** Directive 1 **
Using the PICMAN article, answer the following:
(a) Which PIC chip does the board use?
(b) By what method can the one-sided PCB be etched?
(c) Which devices does the first commenter name as using mini USB cables?

* Start Supplied text *

PICMAN, A Diy Prototyping Setup

[Ytai Ben-Tsvi] wanted a rapid prototyping tool that could be easily and cheaply built at home. He came up with the PICMAN, a breadboard compatible PIC based board that has everything you need to get the ball rolling. He’s using a PIC18LF4553 which has built-in USB support that can be used with a bootloader for programming. The board also features a voltage regulator for non-USB power sources, some indicator LEDs, a user-defined button, and a reset button. The chip is on the underside and a combination of through-hole and surface-mount parts make for a one-sided PCB that can easily be etched using the toner transfer method. You will need a PIC programmer to burn the bootloader firmware the first time but once that’s done this becomes a self-contained package.

23 thoughts on “PICMAN, A Diy Prototyping Setup

  1. So that looks pretty neat, and something even my soldering skills *could* do.

    I was curious though, I read the article and I know it is on the to do list, but how come so many of these things use standard USB rather than mini USB?

    Aside from them perhaps being a little more fiddly to solder on, they offer up a huge saving in space and I seem to have far more mini USB cables (digital camera, camcorder, mobile phones) at hand than I do standard USB.

    I also have what I suspect is a very stupid question about the SMD components. Is it possible to use a hot air gun to solder these onto the board? Can the components stand up to the heat long enough for the solder to melt?

* End Supplied text *
* Start Input records *

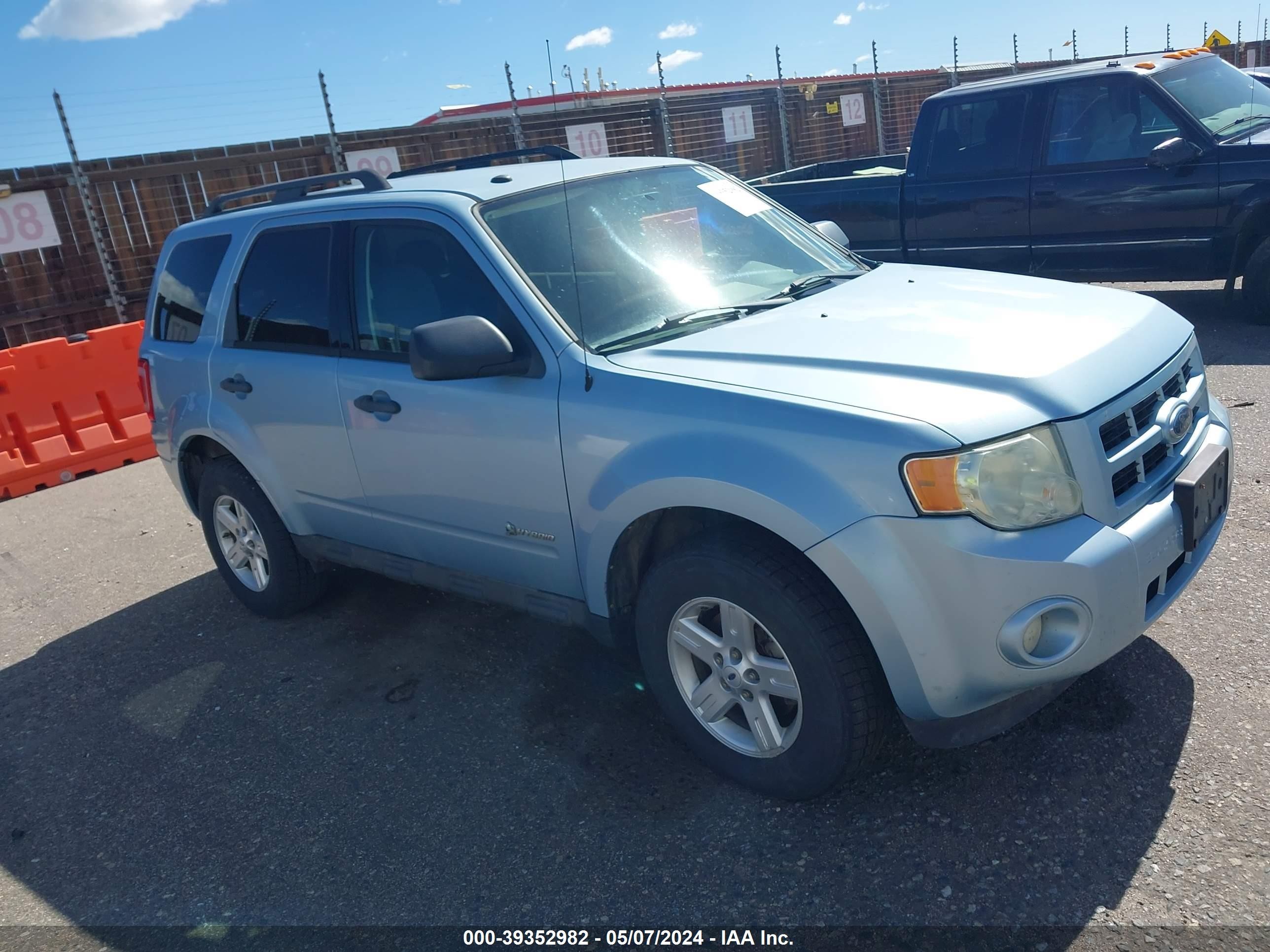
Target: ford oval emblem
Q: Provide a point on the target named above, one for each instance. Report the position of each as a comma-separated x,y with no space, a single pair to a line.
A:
1175,420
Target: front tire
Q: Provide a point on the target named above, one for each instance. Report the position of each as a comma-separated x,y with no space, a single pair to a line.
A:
250,546
761,666
1256,285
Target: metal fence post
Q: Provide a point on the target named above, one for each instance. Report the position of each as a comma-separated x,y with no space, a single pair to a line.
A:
80,183
878,116
666,112
780,111
517,133
337,153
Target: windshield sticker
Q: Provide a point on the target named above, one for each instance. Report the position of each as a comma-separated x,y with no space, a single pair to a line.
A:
735,197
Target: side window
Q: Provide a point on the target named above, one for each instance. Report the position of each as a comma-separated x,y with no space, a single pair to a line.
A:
183,287
283,294
1104,121
978,136
412,273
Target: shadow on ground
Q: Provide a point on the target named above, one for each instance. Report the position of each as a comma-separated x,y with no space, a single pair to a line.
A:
400,757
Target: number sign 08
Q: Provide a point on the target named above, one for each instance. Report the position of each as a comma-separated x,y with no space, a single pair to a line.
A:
27,223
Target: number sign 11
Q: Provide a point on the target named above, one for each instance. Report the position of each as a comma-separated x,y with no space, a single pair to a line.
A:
588,140
27,223
852,109
738,124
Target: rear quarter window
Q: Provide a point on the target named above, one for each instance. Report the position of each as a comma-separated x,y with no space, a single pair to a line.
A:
184,287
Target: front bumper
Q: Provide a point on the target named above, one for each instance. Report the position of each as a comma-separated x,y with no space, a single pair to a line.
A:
935,593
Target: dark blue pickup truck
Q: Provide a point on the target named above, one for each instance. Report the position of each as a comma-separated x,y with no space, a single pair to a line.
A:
1151,168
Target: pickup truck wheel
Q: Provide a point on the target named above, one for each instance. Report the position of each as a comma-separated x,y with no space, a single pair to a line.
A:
250,546
1256,285
760,666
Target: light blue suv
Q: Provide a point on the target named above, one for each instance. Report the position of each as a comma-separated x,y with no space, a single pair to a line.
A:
634,395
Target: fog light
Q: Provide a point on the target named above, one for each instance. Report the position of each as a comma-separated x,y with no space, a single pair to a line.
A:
1032,634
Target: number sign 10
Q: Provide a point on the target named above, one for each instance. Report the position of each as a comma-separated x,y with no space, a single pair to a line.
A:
738,124
590,140
852,109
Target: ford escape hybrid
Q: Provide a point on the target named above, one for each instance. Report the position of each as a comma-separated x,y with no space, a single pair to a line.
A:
636,397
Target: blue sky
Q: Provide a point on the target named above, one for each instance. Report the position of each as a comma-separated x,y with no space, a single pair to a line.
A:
142,75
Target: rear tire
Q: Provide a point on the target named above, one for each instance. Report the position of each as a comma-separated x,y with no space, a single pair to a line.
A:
1256,285
239,525
835,708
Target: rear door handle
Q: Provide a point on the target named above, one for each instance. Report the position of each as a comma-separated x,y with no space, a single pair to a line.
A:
378,403
237,385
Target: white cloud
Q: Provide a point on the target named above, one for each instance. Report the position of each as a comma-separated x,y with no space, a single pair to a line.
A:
601,36
675,60
105,19
676,31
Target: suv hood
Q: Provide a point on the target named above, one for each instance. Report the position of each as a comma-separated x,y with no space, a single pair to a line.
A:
976,353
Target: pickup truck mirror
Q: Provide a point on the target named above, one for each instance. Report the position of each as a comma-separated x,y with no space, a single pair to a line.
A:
1172,153
834,232
461,348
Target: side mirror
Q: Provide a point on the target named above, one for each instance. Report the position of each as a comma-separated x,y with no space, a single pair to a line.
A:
834,232
461,348
1172,153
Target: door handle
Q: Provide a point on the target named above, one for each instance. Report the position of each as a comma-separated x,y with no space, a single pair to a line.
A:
237,385
378,403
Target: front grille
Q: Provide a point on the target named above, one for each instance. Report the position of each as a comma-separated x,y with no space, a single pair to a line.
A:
1154,457
1114,432
1125,479
1145,411
1130,437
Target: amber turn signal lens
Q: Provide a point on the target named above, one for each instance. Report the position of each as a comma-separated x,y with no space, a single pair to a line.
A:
934,484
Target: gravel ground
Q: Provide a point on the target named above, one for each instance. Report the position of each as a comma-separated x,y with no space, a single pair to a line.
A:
400,757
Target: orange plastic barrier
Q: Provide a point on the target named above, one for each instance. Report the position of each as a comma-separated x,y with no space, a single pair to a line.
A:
70,409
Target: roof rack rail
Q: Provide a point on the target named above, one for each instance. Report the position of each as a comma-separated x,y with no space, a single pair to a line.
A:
298,190
479,162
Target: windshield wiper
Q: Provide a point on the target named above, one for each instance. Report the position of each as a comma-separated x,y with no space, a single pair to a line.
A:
813,281
718,315
1242,118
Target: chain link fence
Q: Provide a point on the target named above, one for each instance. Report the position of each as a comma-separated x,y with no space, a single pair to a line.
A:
79,240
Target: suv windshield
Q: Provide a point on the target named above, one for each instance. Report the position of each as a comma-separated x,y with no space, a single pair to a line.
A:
656,244
1230,102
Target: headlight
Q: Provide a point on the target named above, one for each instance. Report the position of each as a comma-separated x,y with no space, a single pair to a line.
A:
1013,484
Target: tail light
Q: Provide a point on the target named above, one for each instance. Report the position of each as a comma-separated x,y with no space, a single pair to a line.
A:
148,398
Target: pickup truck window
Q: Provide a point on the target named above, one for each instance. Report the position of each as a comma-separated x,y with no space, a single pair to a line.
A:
1229,102
1104,121
283,294
411,273
183,287
977,136
652,244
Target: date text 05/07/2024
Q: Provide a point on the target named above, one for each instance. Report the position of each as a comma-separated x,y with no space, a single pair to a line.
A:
736,938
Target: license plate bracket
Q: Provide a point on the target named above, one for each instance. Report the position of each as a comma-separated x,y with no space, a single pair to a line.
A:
1203,492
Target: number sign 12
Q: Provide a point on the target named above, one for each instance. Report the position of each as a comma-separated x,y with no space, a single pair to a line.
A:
588,140
27,223
852,109
738,124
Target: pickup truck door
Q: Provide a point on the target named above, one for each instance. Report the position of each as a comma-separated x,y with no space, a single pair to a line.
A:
967,193
464,474
1097,207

* End Input records *

** Directive 2 **
Extract every line of the records that contains the word "truck".

** Correct output 1 **
(a) The PIC18LF4553.
(b) The toner transfer method.
(c) A digital camera, a camcorder, and mobile phones.

** Correct output 2 **
Target: dark blue pickup truck
Target: pickup truck wheel
Target: pickup truck mirror
Target: pickup truck window
Target: pickup truck door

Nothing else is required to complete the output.